● **Check your understanding**:
1. In the column on George Osborne's Autumn Statement, what part of the country does the writer say snow covers in swathes?
2. Retype the column on George Osborne's Autumn Statement word for word, everything from "The Chancellor has" down to "barely above freezing.".

● **Excerpt**:
>>>>

George Osborne's cruel Autumn Statement will create a winter of discontent for the disabled

The Chancellor has no intention of tackling multinational tax avoiders and the people after whom Mr Osborne is actually going have no cunning tax lawyers to defend them

Share
+More

I doubt this is text book advice on how to handle one of those psychotic jags that affect us every now and again. But in a bid to suppress, or at least postpone, a fantasy involving a baseball bat, various government horrors and indemnity granted by the Queen to mark the happy news, let us begin with the most trivial of the rage-generators on offer today.

Why the hell is the torrent of self-righteous disingenuousness due from the Chancellor’s sneery mouth this afternoon known as “the Autumn Statement”? Does it look like autumn to you? Does it feel like the season of mellow fruitfulness? The trees are leafless, snow covers swathes of the North, and even here in the soft South it is barely above freezing.

This is unforgiving winter just as it is for the economy, and whatever that professional failure of a misrouted Regency fop intones at the Dispatch Box, bleak midwinter it will remain for longer than he can possibly foresee. If this were Groundhog Day, Punsatawney Phil would take one sniff of the breeze and shoot himself through the head with a Magnum .44.

<<<<

● **Record extracts**:
>>>>

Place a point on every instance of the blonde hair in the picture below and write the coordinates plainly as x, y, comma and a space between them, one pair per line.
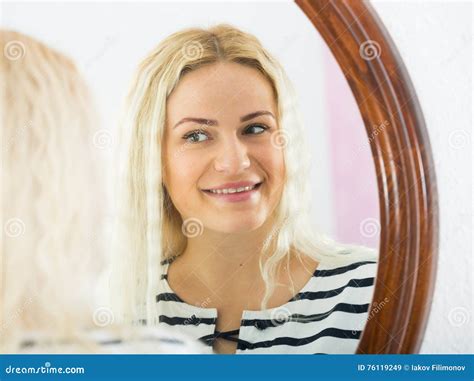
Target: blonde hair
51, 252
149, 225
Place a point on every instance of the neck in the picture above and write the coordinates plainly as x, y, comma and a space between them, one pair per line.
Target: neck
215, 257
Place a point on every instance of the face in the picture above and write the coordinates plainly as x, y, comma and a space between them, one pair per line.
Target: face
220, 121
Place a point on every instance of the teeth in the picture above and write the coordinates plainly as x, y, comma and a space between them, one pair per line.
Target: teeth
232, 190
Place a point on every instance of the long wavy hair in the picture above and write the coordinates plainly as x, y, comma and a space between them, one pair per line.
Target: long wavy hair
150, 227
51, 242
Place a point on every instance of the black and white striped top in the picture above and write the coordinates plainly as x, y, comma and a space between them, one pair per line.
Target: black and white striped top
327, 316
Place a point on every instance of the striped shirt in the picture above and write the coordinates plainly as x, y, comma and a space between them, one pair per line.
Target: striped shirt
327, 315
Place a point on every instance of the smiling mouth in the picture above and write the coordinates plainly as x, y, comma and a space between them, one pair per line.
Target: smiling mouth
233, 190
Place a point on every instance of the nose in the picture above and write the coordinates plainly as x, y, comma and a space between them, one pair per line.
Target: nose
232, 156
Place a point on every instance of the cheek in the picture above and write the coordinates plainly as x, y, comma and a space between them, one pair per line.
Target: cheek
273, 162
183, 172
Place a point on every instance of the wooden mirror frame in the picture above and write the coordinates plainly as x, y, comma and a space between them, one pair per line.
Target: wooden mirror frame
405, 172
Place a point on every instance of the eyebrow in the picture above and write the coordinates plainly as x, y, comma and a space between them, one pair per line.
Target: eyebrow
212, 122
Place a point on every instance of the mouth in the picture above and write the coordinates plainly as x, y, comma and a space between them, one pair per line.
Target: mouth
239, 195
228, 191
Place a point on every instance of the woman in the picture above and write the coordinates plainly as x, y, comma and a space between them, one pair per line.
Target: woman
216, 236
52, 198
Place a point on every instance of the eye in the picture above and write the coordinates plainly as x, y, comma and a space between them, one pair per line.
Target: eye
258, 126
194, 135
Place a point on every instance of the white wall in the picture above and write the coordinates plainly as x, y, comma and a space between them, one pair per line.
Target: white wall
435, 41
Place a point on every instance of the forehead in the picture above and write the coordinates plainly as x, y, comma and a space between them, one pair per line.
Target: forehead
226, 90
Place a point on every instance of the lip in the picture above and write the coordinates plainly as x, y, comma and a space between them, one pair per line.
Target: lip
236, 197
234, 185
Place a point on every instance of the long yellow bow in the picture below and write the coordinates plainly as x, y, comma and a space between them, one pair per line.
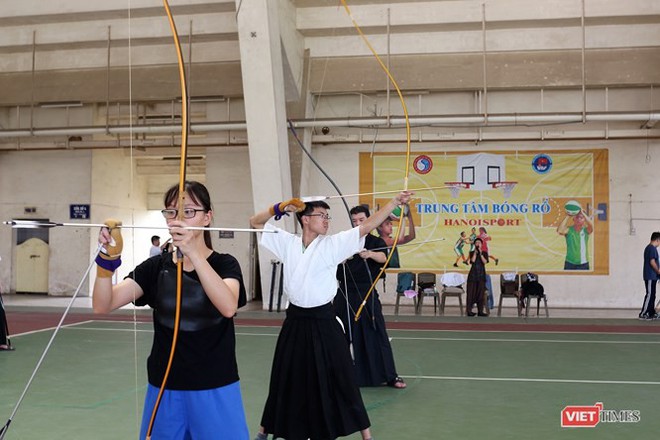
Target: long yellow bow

<<<<

● **Responses to the exercise**:
1. The North.

2.
The Chancellor has no intention of tackling multinational tax avoiders and the people after whom Mr Osborne is actually going have no cunning tax lawyers to defend them

Share
+More

I doubt this is text book advice on how to handle one of those psychotic jags that affect us every now and again. But in a bid to suppress, or at least postpone, a fantasy involving a baseball bat, various government horrors and indemnity granted by the Queen to mark the happy news, let us begin with the most trivial of the rage-generators on offer today.

Why the hell is the torrent of self-righteous disingenuousness due from the Chancellor’s sneery mouth this afternoon known as “the Autumn Statement”? Does it look like autumn to you? Does it feel like the season of mellow fruitfulness? The trees are leafless, snow covers swathes of the North, and even here in the soft South it is barely above freezing.